* **Dataset records**
|---|
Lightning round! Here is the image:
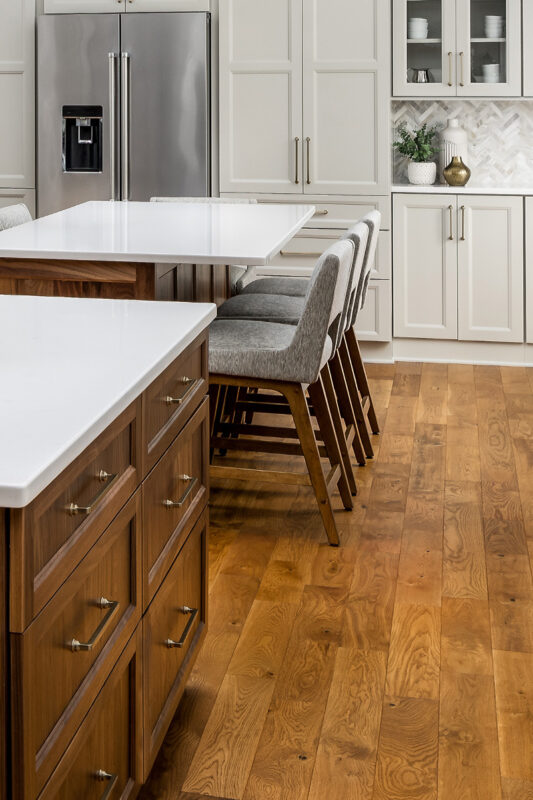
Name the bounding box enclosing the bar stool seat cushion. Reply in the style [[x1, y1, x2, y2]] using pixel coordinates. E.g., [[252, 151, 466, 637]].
[[209, 319, 333, 384], [214, 294, 305, 325], [240, 278, 309, 297]]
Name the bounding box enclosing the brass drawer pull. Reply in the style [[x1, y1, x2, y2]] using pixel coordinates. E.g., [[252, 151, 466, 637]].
[[68, 597, 120, 653], [165, 606, 198, 649], [66, 469, 118, 517], [163, 475, 198, 508], [165, 378, 200, 406], [94, 769, 118, 800]]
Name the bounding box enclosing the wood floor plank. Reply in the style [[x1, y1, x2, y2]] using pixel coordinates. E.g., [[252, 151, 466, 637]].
[[309, 648, 387, 800]]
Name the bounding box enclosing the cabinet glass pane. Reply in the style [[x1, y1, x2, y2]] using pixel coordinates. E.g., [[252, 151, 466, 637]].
[[470, 0, 508, 83], [406, 0, 450, 84]]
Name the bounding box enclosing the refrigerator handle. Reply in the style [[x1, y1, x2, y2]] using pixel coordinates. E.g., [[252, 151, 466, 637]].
[[121, 53, 130, 200], [109, 53, 118, 200]]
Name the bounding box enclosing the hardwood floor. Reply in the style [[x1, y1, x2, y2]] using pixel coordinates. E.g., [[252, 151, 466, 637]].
[[141, 364, 533, 800]]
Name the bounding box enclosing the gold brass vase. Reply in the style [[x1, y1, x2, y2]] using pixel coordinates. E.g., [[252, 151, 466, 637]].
[[443, 156, 472, 186]]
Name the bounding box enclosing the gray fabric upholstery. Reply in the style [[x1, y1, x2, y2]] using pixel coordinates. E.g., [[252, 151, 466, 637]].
[[209, 241, 354, 384], [0, 203, 31, 231], [214, 294, 305, 325], [241, 278, 309, 297], [150, 197, 257, 294]]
|---|
* **Given task**
Return the lines from the data exactly as they appear, starting with the line containing "Name the bounding box enclosing the hardwood" and continuing through the line containing "[[141, 364, 533, 800]]".

* **Output for this task**
Name the bounding box enclosing the hardwood floor. Reply in the style [[x1, y1, x2, y2]] using pixel coordinates. E.g., [[252, 151, 466, 637]].
[[141, 364, 533, 800]]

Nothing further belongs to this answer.